* Start Exercise input *

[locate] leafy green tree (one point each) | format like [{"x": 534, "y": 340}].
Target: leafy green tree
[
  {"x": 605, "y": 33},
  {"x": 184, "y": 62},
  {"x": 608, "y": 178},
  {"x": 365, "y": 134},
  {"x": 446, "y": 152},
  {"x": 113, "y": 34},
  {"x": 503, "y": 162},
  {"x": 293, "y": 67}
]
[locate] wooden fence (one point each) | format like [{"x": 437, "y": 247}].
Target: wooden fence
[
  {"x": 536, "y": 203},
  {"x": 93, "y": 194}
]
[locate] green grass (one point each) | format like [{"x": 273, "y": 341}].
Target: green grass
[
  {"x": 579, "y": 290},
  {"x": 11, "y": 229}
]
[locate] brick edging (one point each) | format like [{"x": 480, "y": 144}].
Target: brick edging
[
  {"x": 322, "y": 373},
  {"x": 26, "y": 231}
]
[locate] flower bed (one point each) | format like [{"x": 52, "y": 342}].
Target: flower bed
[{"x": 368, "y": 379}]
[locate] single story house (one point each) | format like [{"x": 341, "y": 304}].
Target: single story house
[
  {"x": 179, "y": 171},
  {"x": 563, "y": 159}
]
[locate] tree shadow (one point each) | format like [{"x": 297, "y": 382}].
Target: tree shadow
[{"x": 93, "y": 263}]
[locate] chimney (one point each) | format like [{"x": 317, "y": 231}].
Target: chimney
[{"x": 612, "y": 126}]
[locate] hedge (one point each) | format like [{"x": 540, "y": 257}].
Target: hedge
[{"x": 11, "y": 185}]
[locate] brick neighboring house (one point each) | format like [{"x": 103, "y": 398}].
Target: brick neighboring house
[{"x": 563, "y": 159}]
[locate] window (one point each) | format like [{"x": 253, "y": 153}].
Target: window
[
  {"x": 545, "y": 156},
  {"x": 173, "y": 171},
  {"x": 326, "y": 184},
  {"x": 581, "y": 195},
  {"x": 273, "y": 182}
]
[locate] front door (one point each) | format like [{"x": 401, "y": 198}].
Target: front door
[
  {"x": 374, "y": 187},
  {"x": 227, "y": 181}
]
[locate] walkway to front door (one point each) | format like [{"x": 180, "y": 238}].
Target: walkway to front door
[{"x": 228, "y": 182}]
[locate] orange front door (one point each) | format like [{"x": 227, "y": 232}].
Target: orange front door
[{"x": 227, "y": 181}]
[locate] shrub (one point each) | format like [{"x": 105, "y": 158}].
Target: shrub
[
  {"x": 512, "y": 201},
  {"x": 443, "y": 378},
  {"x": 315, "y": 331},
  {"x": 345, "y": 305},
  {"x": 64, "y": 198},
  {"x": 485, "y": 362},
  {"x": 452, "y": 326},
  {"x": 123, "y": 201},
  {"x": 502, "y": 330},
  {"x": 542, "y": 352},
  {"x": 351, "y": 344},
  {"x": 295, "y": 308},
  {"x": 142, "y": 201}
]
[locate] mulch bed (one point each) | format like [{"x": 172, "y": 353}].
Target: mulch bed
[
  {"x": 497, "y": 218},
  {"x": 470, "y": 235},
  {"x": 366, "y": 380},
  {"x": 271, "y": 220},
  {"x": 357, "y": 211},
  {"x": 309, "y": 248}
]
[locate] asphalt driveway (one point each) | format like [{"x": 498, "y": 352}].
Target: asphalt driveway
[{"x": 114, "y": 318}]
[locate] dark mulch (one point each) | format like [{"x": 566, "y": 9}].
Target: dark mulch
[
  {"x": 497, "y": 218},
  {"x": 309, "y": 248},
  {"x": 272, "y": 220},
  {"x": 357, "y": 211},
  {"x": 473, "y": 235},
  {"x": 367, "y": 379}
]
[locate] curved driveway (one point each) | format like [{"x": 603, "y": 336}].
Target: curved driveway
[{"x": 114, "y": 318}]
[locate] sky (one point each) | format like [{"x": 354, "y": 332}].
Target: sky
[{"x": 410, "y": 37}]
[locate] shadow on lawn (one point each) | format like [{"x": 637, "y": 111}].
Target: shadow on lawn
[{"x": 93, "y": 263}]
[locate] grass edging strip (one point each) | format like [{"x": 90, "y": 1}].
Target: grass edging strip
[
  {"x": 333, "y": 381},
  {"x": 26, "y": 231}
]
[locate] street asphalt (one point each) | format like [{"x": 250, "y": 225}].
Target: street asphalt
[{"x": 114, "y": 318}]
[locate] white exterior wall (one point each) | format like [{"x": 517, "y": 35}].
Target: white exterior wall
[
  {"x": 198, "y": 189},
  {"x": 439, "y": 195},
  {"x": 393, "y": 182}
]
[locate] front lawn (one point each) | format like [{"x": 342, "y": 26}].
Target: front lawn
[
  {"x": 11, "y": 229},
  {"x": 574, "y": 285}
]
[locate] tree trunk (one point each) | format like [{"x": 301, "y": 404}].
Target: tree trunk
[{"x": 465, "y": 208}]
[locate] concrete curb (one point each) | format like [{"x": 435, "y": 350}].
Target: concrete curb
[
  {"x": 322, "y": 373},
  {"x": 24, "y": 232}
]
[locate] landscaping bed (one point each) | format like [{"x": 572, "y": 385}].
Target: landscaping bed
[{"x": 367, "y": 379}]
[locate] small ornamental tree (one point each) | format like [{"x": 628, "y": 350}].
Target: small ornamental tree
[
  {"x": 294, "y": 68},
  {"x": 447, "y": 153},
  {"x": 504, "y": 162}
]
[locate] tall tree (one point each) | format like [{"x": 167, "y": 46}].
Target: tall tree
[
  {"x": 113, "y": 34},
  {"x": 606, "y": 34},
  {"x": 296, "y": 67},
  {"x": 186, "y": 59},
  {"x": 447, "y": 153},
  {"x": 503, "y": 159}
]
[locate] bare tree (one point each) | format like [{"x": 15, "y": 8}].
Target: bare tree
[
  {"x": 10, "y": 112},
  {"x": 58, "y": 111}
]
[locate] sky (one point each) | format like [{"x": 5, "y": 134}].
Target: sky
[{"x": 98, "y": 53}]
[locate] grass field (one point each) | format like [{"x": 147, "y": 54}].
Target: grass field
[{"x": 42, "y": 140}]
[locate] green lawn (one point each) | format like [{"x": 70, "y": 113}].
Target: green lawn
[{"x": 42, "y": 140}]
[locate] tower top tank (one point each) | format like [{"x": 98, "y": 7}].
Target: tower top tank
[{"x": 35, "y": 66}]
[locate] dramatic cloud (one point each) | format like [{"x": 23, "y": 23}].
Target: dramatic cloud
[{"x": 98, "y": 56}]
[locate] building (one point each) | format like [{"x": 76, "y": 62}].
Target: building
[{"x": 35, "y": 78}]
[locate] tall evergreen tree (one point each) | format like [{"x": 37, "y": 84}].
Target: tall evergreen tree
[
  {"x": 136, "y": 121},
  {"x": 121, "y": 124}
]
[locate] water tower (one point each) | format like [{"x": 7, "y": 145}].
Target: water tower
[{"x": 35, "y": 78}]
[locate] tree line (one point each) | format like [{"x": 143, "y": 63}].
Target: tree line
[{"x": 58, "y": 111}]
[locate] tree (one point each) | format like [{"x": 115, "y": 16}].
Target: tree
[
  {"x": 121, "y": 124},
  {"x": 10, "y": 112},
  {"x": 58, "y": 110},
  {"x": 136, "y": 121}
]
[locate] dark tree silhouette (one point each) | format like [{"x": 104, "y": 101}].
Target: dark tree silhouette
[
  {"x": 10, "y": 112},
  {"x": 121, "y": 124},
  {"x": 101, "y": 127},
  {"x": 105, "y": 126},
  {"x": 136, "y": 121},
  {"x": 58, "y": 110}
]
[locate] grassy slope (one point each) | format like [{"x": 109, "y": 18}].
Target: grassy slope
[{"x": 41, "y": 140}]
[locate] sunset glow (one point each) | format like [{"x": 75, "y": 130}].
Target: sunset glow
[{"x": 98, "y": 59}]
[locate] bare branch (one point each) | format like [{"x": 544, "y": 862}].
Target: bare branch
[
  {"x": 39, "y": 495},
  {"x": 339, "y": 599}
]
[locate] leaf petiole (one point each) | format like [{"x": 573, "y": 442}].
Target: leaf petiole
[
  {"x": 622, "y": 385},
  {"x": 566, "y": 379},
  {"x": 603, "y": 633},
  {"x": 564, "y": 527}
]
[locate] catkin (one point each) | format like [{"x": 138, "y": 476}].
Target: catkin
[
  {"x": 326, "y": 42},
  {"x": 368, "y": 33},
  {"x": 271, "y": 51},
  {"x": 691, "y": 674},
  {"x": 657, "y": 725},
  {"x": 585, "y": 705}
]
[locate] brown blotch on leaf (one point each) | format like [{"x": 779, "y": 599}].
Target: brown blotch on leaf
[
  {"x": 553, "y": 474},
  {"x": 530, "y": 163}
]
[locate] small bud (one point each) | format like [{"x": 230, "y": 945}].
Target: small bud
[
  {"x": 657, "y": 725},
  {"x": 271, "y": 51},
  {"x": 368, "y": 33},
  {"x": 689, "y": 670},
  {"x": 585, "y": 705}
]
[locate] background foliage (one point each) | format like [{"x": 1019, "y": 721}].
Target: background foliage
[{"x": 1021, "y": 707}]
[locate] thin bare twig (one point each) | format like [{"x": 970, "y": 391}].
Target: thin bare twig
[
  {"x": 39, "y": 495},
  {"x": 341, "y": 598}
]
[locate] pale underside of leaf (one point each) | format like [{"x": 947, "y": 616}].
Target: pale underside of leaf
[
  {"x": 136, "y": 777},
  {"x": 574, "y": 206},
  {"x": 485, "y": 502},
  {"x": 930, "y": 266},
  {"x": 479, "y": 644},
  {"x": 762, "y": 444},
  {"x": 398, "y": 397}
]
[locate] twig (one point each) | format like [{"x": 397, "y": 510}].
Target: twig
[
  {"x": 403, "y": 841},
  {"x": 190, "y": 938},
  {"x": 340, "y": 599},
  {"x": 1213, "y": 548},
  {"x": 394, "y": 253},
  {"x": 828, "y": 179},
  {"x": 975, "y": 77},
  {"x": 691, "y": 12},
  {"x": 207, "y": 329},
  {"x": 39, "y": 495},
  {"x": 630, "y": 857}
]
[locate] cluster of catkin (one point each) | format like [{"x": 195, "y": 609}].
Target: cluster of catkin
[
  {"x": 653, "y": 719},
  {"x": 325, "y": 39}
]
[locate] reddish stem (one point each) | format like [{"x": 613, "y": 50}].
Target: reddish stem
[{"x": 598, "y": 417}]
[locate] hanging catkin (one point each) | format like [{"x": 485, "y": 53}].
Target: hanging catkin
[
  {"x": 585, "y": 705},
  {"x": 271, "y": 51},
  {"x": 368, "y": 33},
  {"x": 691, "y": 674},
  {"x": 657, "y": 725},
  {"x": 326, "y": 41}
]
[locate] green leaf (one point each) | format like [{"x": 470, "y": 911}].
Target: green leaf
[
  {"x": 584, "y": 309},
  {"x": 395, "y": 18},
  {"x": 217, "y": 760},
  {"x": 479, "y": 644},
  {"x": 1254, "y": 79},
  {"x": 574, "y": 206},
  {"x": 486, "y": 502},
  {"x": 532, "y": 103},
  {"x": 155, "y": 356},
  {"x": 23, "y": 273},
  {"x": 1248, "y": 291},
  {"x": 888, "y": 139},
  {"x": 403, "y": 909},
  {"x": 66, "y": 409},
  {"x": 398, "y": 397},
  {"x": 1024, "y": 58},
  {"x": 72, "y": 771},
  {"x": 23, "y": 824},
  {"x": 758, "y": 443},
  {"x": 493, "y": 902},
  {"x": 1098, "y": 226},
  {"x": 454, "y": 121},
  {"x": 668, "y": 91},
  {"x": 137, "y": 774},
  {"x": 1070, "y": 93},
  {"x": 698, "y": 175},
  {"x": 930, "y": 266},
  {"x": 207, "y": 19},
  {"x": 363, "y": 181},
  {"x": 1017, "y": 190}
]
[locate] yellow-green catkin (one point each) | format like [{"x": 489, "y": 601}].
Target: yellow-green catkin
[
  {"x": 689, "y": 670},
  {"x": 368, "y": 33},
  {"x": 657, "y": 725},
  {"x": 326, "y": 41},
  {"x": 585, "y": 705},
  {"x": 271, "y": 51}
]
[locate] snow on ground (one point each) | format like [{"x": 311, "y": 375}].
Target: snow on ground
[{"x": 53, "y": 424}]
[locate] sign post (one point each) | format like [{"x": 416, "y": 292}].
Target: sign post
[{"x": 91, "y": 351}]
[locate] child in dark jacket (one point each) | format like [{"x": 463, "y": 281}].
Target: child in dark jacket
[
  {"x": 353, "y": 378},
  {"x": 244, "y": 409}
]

* End Exercise input *

Goal
Beginning at the line that contains "[locate] yellow-green catkin", retype each line of the listing up to and including the last one, exactly as it stands, and nothing else.

Answer to this problem
[locate] yellow-green catkin (one point each) | format like [{"x": 489, "y": 601}].
Target: yellow-green catkin
[
  {"x": 689, "y": 670},
  {"x": 368, "y": 33},
  {"x": 657, "y": 725},
  {"x": 326, "y": 41},
  {"x": 585, "y": 705},
  {"x": 271, "y": 51}
]
[locate] snow on ground (one point each) | format like [{"x": 311, "y": 375}].
Target: snow on ground
[{"x": 53, "y": 424}]
[locate] sign post (one point each) | format like [{"x": 416, "y": 292}].
Target: sign post
[{"x": 91, "y": 351}]
[locate] child in dark jacket (one point each) | format like [{"x": 463, "y": 281}].
Target: child in dark jacket
[
  {"x": 353, "y": 378},
  {"x": 244, "y": 409}
]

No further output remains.